§ Provided material:
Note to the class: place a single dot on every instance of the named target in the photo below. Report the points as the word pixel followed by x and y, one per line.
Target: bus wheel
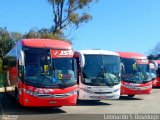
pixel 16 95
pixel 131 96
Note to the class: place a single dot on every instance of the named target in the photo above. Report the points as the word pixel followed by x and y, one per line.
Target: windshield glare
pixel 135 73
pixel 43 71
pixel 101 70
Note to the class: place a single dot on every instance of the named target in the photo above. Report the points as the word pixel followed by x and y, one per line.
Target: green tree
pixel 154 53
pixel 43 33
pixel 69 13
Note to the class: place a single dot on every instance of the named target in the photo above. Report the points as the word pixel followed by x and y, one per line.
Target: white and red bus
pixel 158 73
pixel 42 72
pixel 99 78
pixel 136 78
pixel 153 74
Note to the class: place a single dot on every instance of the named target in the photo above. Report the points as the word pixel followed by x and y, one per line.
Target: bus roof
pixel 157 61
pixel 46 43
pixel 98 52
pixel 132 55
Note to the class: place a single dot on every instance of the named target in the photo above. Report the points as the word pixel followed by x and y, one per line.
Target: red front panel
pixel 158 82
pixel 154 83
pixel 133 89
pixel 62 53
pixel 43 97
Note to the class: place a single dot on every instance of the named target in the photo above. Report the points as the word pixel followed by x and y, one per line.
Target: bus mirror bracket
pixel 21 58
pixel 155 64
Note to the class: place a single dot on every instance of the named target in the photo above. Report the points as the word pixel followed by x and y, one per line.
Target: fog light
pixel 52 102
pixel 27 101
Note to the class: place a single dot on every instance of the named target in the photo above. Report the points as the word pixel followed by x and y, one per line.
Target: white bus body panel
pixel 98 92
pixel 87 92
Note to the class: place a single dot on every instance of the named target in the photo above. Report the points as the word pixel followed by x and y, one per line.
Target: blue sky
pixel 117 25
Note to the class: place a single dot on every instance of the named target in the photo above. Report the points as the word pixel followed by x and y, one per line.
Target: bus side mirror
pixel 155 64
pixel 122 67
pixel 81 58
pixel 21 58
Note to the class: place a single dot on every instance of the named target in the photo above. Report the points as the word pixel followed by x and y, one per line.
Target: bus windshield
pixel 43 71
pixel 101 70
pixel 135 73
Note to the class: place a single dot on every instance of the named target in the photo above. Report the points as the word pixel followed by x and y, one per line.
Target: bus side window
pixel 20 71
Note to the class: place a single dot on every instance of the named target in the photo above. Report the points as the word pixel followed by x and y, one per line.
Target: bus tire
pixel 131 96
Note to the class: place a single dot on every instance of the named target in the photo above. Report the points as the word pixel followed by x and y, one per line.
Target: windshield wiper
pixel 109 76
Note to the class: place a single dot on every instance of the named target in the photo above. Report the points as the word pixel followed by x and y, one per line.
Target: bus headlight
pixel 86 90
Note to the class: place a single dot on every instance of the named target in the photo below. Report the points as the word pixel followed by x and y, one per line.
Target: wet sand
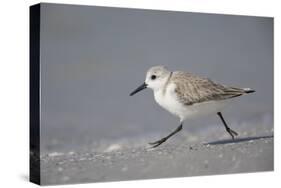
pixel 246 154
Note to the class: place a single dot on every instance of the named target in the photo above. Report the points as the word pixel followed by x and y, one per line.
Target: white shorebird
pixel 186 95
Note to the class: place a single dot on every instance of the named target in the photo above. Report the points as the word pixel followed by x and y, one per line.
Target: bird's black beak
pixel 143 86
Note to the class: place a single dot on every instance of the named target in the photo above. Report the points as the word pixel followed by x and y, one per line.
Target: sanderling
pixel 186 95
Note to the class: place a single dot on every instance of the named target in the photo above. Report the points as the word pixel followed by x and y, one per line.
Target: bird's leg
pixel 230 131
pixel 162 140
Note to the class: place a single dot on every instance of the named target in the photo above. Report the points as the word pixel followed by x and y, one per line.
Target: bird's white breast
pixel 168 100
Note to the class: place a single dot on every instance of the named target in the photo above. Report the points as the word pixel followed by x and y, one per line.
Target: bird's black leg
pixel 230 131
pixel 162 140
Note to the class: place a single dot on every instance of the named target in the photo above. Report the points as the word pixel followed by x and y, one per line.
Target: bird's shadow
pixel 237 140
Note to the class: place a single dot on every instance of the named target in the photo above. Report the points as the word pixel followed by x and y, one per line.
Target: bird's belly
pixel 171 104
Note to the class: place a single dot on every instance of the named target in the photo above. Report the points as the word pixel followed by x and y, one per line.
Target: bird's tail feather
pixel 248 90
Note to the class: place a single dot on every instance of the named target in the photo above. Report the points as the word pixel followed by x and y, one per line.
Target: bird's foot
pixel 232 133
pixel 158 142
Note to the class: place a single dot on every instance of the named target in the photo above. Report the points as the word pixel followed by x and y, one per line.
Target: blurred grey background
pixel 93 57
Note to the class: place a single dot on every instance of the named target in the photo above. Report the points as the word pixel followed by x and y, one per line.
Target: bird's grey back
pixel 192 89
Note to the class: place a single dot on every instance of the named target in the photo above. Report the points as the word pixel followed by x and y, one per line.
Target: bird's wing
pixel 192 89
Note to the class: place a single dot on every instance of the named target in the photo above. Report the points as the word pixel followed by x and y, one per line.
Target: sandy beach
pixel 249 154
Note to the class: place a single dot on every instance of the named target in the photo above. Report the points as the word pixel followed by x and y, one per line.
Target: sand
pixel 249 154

§ What the task requires:
Print the complete listing exactly, apart from any pictures.

§ Output below:
Note to the class: place a single dot on every instance of the named target in the photo below. Report the points as the word pixel followed by x and y, one per line.
Target: bus wheel
pixel 16 95
pixel 131 96
Note to the class: place a single dot on every instance of the named target in the photo above. Report the points as the word pixel followed by x and y, one per line.
Target: windshield glare
pixel 135 73
pixel 43 71
pixel 101 70
Note to the class: place a single dot on every instance of the named target in the photo above. Report the points as the word pixel followed by x and y, one per line.
Target: green tree
pixel 154 53
pixel 43 33
pixel 69 13
Note to the class: place a single dot on every instance of the named target in the photo above. Report the points as the word pixel followed by x and y, one per line.
Target: white and red bus
pixel 158 73
pixel 42 72
pixel 99 78
pixel 136 78
pixel 153 74
Note to the class: place a single dot on every instance of the named target in the photo above. Report the points as the word pixel followed by x and y, one per line.
Target: bus roof
pixel 157 61
pixel 46 43
pixel 98 52
pixel 132 55
Note to the class: place a single dot on every instance of the named target in the photo above. Report the points as the word pixel followed by x and y, one per line.
Target: red front panel
pixel 158 82
pixel 154 83
pixel 133 89
pixel 62 53
pixel 43 97
Note to the class: place a single dot on every instance of the named target in the photo above. Report the points as the word pixel followed by x and y, one per line.
Target: bus mirror bracket
pixel 21 58
pixel 155 64
Note to the class: place a single dot on every instance of the named target in the photo above. Report the points as the word pixel followed by x and y, one per line.
Target: fog light
pixel 52 102
pixel 27 101
Note to the class: place a single dot on every instance of the named target in the photo above. Report the points as the word pixel followed by x and y, one per line.
Target: white bus body panel
pixel 98 92
pixel 87 92
Note to the class: place a single dot on every instance of the named target in the photo above. Report the points as the word pixel followed by x and y, one per line.
Target: blue sky
pixel 117 25
Note to the class: place a single dot on every instance of the named target in the photo above. Report the points as the word pixel followed by x and y, one per line.
Target: bus side mirror
pixel 155 64
pixel 122 67
pixel 81 58
pixel 21 58
Note to the class: place a single dot on every instance of the named target in the photo above. Report the points as the word pixel followed by x and y, one per line.
Target: bus windshield
pixel 43 71
pixel 101 70
pixel 135 73
Note to the class: place a single dot on every instance of the named target in the photo above. Report the points as the word pixel followed by x and y, one per line.
Target: bus side window
pixel 20 71
Note to the class: place a single dot on every instance of the named target in the photo above. Report the points as the word pixel followed by x and y, one per line.
Target: bus tire
pixel 131 96
Note to the class: place a single dot on every instance of the named target in the photo above. Report the points as the word pixel followed by x and y, one per line.
Target: windshield wiper
pixel 109 76
Note to the class: place a single dot on every instance of the named target in the photo above. Report the points as the word pixel followed by x and y, one per line.
Target: bus headlight
pixel 86 90
Note to the class: place a single dot on every instance of the named target in the photo below. Report the points as the word pixel followed by x and y, one per line.
Target: wet sand
pixel 246 154
Note to the class: place a single dot on every instance of the named target in the photo above. Report the points as the word pixel followed by x and y, one per line.
Target: white shorebird
pixel 186 95
Note to the class: place a single dot on every instance of the named target in the photo above. Report the points as the word pixel followed by x and y, one per line.
Target: bird's black beak
pixel 143 86
Note to the class: place a single dot on every instance of the named target in the photo above. Report the points as the word pixel followed by x and y, one per line.
Target: sanderling
pixel 186 95
Note to the class: place a single dot on every instance of the named target in the photo above. Report the points as the word pixel followed by x and y, one per line.
Target: bird's leg
pixel 230 131
pixel 162 140
Note to the class: place a single dot on every instance of the named target in the photo above. Report the points as the word pixel followed by x and y, one per line.
Target: bird's white breast
pixel 168 100
Note to the class: place a single dot on every instance of the named target in the photo above. Report the points as the word pixel followed by x and y, one per line.
Target: bird's black leg
pixel 230 131
pixel 162 140
Note to the class: place a single dot on every instance of the named target in the photo above. Report the points as the word pixel followed by x and y, one per line.
Target: bird's shadow
pixel 237 140
Note to the class: place a single dot on every instance of the named target in the photo above. Report the points as the word pixel followed by x and y, one per line.
Target: bird's belly
pixel 171 104
Note to the class: place a single dot on every instance of the named target in the photo above. Report the points as the word pixel followed by x and y, one per line.
Target: bird's tail feather
pixel 248 90
Note to the class: place a single dot on every instance of the named target in the photo above. Report the points as the word pixel followed by x and y, one per line.
Target: bird's foot
pixel 232 133
pixel 158 142
Note to the class: place a single dot on every instance of the named target in the photo above. Report the points as the word pixel followed by x and y, one per line.
Target: blurred grey background
pixel 93 57
Note to the class: place a single dot on every instance of the named target in the photo above. Report the points as the word pixel followed by x and y, one per line.
Target: bird's grey back
pixel 192 89
Note to the class: place a single dot on every instance of the named target in the photo above. Report the points as the word pixel followed by x and y, one per line.
Target: bird's wing
pixel 192 89
Note to the class: place a single dot on every instance of the named target in the photo above. Report the points as the word pixel followed by x and y, one per line.
Target: sandy beach
pixel 249 154
Note to the class: place a single dot on every instance of the named target in the photo above. Report the points as the word pixel followed by x and y, one per line.
Target: sand
pixel 249 154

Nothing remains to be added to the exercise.